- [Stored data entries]

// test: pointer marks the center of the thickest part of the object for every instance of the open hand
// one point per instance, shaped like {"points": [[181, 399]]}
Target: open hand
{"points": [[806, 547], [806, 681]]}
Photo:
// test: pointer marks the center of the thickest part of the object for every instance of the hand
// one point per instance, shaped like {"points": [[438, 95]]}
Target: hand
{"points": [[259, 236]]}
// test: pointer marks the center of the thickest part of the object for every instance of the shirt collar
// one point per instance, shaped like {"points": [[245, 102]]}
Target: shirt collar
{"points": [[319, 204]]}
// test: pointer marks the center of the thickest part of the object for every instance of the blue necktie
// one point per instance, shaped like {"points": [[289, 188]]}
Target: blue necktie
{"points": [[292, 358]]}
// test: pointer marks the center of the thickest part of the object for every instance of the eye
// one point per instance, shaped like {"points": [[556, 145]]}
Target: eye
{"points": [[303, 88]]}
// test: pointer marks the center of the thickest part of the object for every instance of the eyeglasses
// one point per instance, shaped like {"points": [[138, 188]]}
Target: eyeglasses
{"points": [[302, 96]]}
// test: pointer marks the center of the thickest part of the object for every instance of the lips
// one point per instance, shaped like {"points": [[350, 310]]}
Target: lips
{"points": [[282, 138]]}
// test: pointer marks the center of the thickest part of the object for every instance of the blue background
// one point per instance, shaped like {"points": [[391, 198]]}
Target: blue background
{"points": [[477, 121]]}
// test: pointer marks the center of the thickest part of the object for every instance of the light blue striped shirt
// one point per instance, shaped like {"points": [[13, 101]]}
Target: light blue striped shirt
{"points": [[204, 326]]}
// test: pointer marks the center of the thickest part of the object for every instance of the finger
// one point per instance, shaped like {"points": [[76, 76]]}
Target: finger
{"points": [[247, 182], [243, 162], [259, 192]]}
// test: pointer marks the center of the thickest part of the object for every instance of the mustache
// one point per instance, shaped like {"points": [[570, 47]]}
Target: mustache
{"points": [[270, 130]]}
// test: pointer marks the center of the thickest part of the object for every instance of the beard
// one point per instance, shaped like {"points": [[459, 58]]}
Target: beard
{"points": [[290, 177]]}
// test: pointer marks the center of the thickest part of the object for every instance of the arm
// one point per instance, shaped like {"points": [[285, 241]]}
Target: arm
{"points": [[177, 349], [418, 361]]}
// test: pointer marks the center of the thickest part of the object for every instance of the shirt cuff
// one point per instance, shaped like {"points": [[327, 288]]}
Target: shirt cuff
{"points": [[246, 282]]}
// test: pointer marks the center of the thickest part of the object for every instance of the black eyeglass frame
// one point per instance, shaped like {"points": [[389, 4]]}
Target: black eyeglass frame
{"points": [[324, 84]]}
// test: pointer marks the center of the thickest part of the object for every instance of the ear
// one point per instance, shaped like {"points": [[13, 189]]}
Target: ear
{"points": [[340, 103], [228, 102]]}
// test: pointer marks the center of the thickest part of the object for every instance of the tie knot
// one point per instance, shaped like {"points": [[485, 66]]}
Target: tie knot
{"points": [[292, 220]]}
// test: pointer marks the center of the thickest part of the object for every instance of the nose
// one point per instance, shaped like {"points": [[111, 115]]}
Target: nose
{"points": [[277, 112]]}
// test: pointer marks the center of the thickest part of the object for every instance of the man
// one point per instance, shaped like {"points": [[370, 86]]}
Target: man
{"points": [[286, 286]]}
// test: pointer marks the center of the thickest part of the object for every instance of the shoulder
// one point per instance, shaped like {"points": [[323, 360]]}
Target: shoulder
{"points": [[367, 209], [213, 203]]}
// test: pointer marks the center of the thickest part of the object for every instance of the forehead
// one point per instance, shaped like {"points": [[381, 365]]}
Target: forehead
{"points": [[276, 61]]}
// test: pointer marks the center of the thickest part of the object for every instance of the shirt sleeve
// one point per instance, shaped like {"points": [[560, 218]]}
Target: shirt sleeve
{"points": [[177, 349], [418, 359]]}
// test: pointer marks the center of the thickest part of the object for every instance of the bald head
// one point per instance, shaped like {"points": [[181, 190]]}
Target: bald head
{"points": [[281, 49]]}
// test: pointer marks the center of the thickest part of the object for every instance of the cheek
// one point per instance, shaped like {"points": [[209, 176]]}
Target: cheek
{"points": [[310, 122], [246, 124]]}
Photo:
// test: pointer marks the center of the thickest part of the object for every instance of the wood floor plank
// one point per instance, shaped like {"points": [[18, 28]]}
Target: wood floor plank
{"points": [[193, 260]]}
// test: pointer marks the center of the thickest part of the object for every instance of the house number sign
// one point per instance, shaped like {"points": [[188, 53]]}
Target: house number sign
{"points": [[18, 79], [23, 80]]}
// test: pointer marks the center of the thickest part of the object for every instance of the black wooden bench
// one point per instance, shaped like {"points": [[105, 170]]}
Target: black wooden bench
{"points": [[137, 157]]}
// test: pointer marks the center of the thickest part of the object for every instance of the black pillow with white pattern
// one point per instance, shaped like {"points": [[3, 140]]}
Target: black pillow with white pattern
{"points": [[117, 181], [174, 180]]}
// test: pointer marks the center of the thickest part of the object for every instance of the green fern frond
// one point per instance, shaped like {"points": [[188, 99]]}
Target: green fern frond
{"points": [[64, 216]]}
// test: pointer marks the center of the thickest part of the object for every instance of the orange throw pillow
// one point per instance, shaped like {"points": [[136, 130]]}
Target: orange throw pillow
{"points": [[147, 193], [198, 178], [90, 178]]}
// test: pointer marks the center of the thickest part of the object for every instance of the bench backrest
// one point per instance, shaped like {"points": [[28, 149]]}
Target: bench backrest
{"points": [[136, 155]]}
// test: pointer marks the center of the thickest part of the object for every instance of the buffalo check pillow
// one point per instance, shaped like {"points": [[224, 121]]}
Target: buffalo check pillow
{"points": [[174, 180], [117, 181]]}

- [ACTIVITY] Write out an exact copy of every record shown above.

- [RESULT OF THIS TASK]
// test: pointer marks the center of the thickest part of the object for every instance of the open hand
// one point per instance, shaped like {"points": [[181, 399]]}
Target: open hand
{"points": [[806, 547], [806, 681]]}
Photo:
// test: pointer marks the center of the thickest part of the object for every instance of the hand
// one point per instance, shaped like {"points": [[438, 95]]}
Target: hand
{"points": [[259, 236]]}
// test: pointer marks the center of the thickest part of the object for every instance of the shirt collar
// one point per instance, shaped like {"points": [[245, 102]]}
Target: shirt collar
{"points": [[319, 204]]}
// test: pointer marks the center of the thickest part of the object for every instance of the blue necktie
// one point per instance, shaped like {"points": [[289, 188]]}
Target: blue necktie
{"points": [[292, 358]]}
// test: pointer marks the center of the thickest part of the object for every instance of the eye
// one point per instance, shaped like {"points": [[556, 145]]}
Target: eye
{"points": [[303, 88]]}
// test: pointer marks the center of the thickest part of the object for every instance of the eyeglasses
// one point per instance, shaped like {"points": [[138, 188]]}
Target: eyeglasses
{"points": [[302, 96]]}
// test: pointer marks the center of the thickest part of the object for every instance of the lips
// one point per instance, shaped like {"points": [[350, 310]]}
Target: lips
{"points": [[282, 138]]}
// test: pointer marks the center of the thickest part of the object for every instance of the blue background
// one point per instance, shaped like {"points": [[391, 198]]}
Target: blue background
{"points": [[477, 121]]}
// test: pointer marks the center of the thickest part of the object for every instance of the light blue striped shirt
// one point per instance, shaped like {"points": [[13, 101]]}
Target: light blue striped shirt
{"points": [[204, 326]]}
// test: pointer marks the center of the thickest part of the object for every instance of the finger
// one point per instance, shaped like {"points": [[76, 76]]}
Target: finger
{"points": [[247, 182], [243, 162], [259, 192]]}
// test: pointer marks the center of the thickest part of the object for every instance of the mustache
// one point per instance, shaped like {"points": [[570, 47]]}
Target: mustache
{"points": [[270, 130]]}
// test: pointer marks the center of the thickest part of the object for every instance of the beard
// one point per instance, shaped like {"points": [[459, 58]]}
Target: beard
{"points": [[290, 177]]}
// test: pointer marks the center of the thickest part of the object for every instance of the arm
// one point per instance, shaped like {"points": [[285, 241]]}
Target: arm
{"points": [[177, 349], [418, 361]]}
// test: pointer marks the center of the thickest part of the object for every instance of the shirt cuff
// one point per instance, shaped like {"points": [[327, 288]]}
Target: shirt cuff
{"points": [[246, 282]]}
// test: pointer marks the center of the thickest part of the object for every instance of the black eyeglass frame
// one point per instance, shaped like {"points": [[389, 4]]}
Target: black eyeglass frame
{"points": [[324, 84]]}
// test: pointer marks the center of the thickest part of the object for every instance of the ear
// one point per instance, shaped like {"points": [[13, 189]]}
Target: ear
{"points": [[340, 103], [228, 102]]}
// test: pointer marks the center of the thickest part of the object for every instance of the tie knot
// one point per instance, shaped like {"points": [[485, 66]]}
Target: tie knot
{"points": [[292, 220]]}
// test: pointer marks the center of the thickest part of the object for every instance of the nose
// one point per instance, shaped like {"points": [[111, 115]]}
Target: nose
{"points": [[277, 112]]}
// test: pointer marks the center of the thickest part of the object for every instance of the man
// one point per instance, shaped like {"points": [[370, 86]]}
Target: man
{"points": [[286, 286]]}
// test: pointer marks the center of the thickest part of the object for every instance of the shoulder
// one point per instance, shaped like {"points": [[323, 360]]}
Target: shoulder
{"points": [[367, 209], [213, 203]]}
// test: pointer marks the center of the thickest part of the object for every instance of the forehead
// one point per instance, shaped like {"points": [[381, 365]]}
Target: forehead
{"points": [[276, 61]]}
// test: pointer marks the center of the thickest part of the object for every instance of the shirt sleeve
// one point per instance, shaped like {"points": [[560, 218]]}
Target: shirt sleeve
{"points": [[177, 349], [418, 359]]}
// test: pointer marks the center of the thickest part of the object for every instance of the bald head
// one point per instance, shaped like {"points": [[181, 190]]}
Target: bald head
{"points": [[281, 49]]}
// test: pointer marks the center of the thickest part of the object for every instance of the cheek
// one point per instance, shaped like {"points": [[209, 176]]}
Target: cheek
{"points": [[310, 122], [246, 124]]}
Photo:
// test: pointer marks the center of the thickest part of the object for every instance of the wood floor plank
// one point per instance, shaped like {"points": [[18, 28]]}
Target: wood floor plank
{"points": [[193, 260]]}
// test: pointer marks the center of the thickest part of the object for every instance of the house number sign
// one point per instance, shaped like {"points": [[188, 53]]}
Target: house number sign
{"points": [[18, 79], [23, 80]]}
// test: pointer marks the center of the thickest part of the object for every instance of the black wooden bench
// one point per instance, shaped like {"points": [[105, 170]]}
Target: black wooden bench
{"points": [[137, 157]]}
// test: pointer marks the center of the thickest part of the object for every instance of the black pillow with white pattern
// one point per instance, shaped like {"points": [[3, 140]]}
Target: black pillow with white pattern
{"points": [[117, 181], [174, 180]]}
// test: pointer marks the center of the thickest part of the object for every instance of the green fern frond
// one point per instance, shaped like {"points": [[188, 99]]}
Target: green fern frond
{"points": [[64, 216]]}
// test: pointer marks the center of the thickest part of the object for every instance of the orange throw pillow
// one point per instance, shaped like {"points": [[136, 130]]}
Target: orange throw pillow
{"points": [[147, 193], [198, 178], [90, 178]]}
// test: pointer marks the center of the thickest part of the object for every instance of the bench backrest
// one point per instance, shaped like {"points": [[28, 149]]}
Target: bench backrest
{"points": [[136, 155]]}
// test: pointer marks the center of the thickest part of the object for every instance of the buffalo check pillow
// one point per instance, shaped like {"points": [[224, 121]]}
Target: buffalo check pillow
{"points": [[174, 180], [117, 181]]}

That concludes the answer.